● YOUR INSTRUCTIONS
Copy every line of the records below word for word, with nothing changed.

● EXERCISE INPUT
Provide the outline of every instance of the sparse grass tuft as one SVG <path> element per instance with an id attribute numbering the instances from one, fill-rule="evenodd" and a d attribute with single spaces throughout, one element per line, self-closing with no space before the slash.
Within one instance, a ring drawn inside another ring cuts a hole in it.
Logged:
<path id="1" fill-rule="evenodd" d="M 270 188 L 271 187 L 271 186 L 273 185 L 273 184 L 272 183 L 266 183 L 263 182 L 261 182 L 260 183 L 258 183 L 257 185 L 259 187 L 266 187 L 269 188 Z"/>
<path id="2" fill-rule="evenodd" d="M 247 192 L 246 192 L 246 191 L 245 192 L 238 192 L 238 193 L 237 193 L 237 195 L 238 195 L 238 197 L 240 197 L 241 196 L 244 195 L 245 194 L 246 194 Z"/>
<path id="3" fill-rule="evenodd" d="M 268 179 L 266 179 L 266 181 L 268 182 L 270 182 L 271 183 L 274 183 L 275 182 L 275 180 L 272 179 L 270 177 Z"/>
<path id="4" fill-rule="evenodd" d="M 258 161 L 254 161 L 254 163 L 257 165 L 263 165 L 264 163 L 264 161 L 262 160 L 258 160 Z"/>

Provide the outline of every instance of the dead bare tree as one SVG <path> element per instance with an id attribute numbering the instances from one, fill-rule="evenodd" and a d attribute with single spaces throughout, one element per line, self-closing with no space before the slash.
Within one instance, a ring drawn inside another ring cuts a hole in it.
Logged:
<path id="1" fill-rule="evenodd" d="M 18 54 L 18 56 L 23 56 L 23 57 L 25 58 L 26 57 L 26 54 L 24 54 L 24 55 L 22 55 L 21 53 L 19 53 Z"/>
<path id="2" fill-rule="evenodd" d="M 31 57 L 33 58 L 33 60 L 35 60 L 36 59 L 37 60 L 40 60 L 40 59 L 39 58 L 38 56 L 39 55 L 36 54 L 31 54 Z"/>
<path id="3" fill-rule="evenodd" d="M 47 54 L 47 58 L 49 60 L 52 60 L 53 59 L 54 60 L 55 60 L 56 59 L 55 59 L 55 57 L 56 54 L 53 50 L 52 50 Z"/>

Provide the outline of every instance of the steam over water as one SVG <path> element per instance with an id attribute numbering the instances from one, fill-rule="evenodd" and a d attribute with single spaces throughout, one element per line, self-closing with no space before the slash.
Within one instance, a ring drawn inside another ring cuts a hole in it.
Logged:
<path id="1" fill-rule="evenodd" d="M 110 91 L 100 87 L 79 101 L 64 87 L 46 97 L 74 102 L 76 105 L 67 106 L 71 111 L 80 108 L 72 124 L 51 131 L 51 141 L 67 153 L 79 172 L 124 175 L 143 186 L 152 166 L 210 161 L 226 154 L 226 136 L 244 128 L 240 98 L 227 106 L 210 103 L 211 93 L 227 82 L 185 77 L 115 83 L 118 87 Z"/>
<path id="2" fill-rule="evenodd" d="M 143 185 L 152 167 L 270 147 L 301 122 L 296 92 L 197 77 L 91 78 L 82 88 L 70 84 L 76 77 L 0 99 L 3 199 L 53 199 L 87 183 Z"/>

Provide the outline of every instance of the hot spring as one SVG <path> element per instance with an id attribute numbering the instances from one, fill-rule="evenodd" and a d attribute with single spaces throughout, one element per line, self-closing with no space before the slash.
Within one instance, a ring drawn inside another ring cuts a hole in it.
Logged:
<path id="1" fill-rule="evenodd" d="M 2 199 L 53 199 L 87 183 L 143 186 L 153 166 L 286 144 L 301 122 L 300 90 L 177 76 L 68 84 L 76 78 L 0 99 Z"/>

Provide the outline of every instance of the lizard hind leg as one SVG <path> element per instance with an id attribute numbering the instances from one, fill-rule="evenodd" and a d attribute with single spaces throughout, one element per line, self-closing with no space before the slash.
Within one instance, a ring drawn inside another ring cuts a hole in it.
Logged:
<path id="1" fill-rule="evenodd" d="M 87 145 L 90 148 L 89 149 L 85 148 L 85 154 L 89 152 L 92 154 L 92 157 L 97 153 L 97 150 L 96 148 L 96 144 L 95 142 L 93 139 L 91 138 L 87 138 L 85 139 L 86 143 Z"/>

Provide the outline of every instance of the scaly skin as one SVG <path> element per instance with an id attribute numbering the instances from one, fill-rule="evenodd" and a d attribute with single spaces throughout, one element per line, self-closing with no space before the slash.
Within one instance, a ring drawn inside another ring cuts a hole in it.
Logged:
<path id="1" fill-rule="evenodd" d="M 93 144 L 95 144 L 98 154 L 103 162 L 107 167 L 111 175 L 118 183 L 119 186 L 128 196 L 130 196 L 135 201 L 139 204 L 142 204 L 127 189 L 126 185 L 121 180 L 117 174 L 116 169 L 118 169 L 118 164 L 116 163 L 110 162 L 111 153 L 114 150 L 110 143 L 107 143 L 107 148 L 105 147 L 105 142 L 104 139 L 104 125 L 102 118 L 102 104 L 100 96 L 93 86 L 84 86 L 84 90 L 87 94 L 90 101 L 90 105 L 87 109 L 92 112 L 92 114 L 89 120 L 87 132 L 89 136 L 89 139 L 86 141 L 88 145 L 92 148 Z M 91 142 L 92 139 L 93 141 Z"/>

● WRITTEN REPLY
Provide the outline of every instance of the sparse grass tuft as one SVG <path> element per instance with an id attribute numbering the instances from one, fill-rule="evenodd" and a d attribute with single spaces throughout, one element per line, self-closing with no space before the slash.
Within one instance, a ring drawn inside another ring cuts a hole in it.
Logged:
<path id="1" fill-rule="evenodd" d="M 270 188 L 271 187 L 271 186 L 273 185 L 273 184 L 272 183 L 266 183 L 263 182 L 261 182 L 260 183 L 258 183 L 257 185 L 259 187 L 266 187 L 269 188 Z"/>
<path id="2" fill-rule="evenodd" d="M 247 192 L 246 192 L 246 191 L 245 192 L 238 192 L 238 193 L 237 193 L 237 195 L 238 195 L 238 197 L 240 197 L 241 196 L 244 195 L 245 194 L 246 194 Z"/>
<path id="3" fill-rule="evenodd" d="M 268 179 L 266 179 L 266 181 L 268 182 L 270 182 L 271 183 L 274 183 L 275 182 L 275 180 L 272 179 L 270 177 Z"/>
<path id="4" fill-rule="evenodd" d="M 258 161 L 254 161 L 254 163 L 257 165 L 263 165 L 264 163 L 264 161 L 262 160 L 258 160 Z"/>

Provide the outline of every instance of the dead bare tree as one SVG <path> element per instance with an id attribute numbering the instances from one, fill-rule="evenodd" and a d attribute with single spaces throughout, one element per line, self-closing with no space before the slash.
Within one instance, a ring drawn inside another ring cuts a hole in it.
Logged:
<path id="1" fill-rule="evenodd" d="M 18 54 L 18 56 L 23 56 L 23 57 L 25 58 L 26 57 L 26 54 L 24 54 L 24 55 L 22 55 L 21 53 L 19 53 Z"/>
<path id="2" fill-rule="evenodd" d="M 31 57 L 33 58 L 33 60 L 35 60 L 36 59 L 37 60 L 40 60 L 40 59 L 39 58 L 38 56 L 39 55 L 36 54 L 31 54 Z"/>
<path id="3" fill-rule="evenodd" d="M 47 54 L 47 58 L 49 60 L 52 60 L 53 59 L 54 60 L 55 60 L 56 59 L 55 59 L 55 57 L 56 54 L 53 50 L 52 50 Z"/>

Provide the outline of every instance of the steam over water as one SVG <path> element per instance with an id attribute numbering the instances from one, fill-rule="evenodd" and a d attribute with single spaces throughout, one element per line, self-closing with no space before the slash.
Within one instance, a ring drawn inside another ring cuts a hole in it.
Logged:
<path id="1" fill-rule="evenodd" d="M 110 91 L 100 87 L 79 101 L 64 87 L 46 97 L 74 102 L 76 105 L 67 106 L 71 111 L 80 108 L 72 124 L 51 131 L 51 141 L 67 153 L 79 172 L 124 175 L 143 186 L 152 166 L 210 161 L 226 154 L 226 136 L 244 128 L 240 98 L 227 106 L 210 103 L 211 93 L 227 82 L 185 77 L 115 83 L 118 87 Z"/>
<path id="2" fill-rule="evenodd" d="M 143 185 L 152 167 L 270 147 L 301 122 L 296 92 L 197 77 L 91 78 L 82 88 L 70 84 L 76 77 L 0 99 L 3 199 L 53 199 L 87 183 Z"/>

Provide the outline of every instance of the hot spring as one SVG <path> element per instance with an id attribute numbering the instances from one, fill-rule="evenodd" and a d attribute with single spaces throughout, one element per line, self-closing with no space before the slash.
Within one instance, a ring drawn inside another ring cuts a hole in it.
Logged:
<path id="1" fill-rule="evenodd" d="M 2 199 L 53 199 L 87 183 L 143 186 L 153 166 L 286 144 L 301 122 L 300 90 L 177 76 L 68 84 L 76 78 L 0 99 Z"/>

Provide the outline of every instance of the lizard hind leg as one SVG <path> element per instance with an id attribute numbering the instances from one, fill-rule="evenodd" and a d attribute with single spaces throughout, one element per line, self-closing with no space before the slash.
Within one instance, a ring drawn inside another ring cuts a hole in it.
Logged:
<path id="1" fill-rule="evenodd" d="M 87 145 L 90 148 L 89 149 L 85 148 L 85 154 L 89 152 L 92 154 L 92 157 L 97 153 L 97 150 L 96 148 L 96 144 L 95 142 L 93 139 L 91 138 L 87 138 L 85 139 L 86 143 Z"/>

Provide the outline of every instance of the scaly skin as one SVG <path> element per instance with an id attribute numbering the instances from one, fill-rule="evenodd" and a d attribute with single spaces throughout, one element per line, self-closing with no space before the slash.
Within one instance, a ring drawn inside another ring cuts a hole in it.
Logged:
<path id="1" fill-rule="evenodd" d="M 93 144 L 95 144 L 98 154 L 103 162 L 107 167 L 111 175 L 118 183 L 119 186 L 128 196 L 130 196 L 135 201 L 139 204 L 142 204 L 127 189 L 126 185 L 121 180 L 117 174 L 116 169 L 118 169 L 118 164 L 116 163 L 110 162 L 111 153 L 114 150 L 110 143 L 107 143 L 107 148 L 105 147 L 105 142 L 104 139 L 104 125 L 102 118 L 102 104 L 100 96 L 93 86 L 84 86 L 84 90 L 87 94 L 90 101 L 90 105 L 87 109 L 92 112 L 92 114 L 89 120 L 87 132 L 89 136 L 89 139 L 86 141 L 88 145 L 92 148 Z M 91 142 L 92 139 L 93 141 Z"/>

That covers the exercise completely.